- **WHAT THIS TASK INVOLVES**
State, as one number, how many lines in these records hold "shaped".

- **RECORDS TO PROCESS**
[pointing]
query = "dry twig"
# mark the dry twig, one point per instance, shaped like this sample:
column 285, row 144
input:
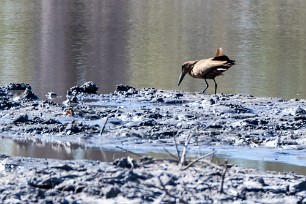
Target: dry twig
column 177, row 151
column 163, row 187
column 198, row 159
column 223, row 177
column 182, row 160
column 103, row 125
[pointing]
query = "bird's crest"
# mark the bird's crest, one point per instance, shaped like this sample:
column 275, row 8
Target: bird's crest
column 219, row 52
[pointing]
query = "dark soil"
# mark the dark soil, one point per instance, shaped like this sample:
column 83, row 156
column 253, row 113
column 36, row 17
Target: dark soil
column 147, row 117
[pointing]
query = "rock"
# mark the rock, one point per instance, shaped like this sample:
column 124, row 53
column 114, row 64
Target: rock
column 126, row 162
column 21, row 119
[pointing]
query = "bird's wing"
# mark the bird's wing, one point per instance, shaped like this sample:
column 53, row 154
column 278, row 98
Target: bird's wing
column 219, row 52
column 203, row 67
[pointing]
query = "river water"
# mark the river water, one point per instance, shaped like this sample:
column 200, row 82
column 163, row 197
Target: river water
column 56, row 44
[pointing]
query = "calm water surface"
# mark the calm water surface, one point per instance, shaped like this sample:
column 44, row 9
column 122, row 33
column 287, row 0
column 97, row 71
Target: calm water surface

- **WRITTEN ANSWER**
7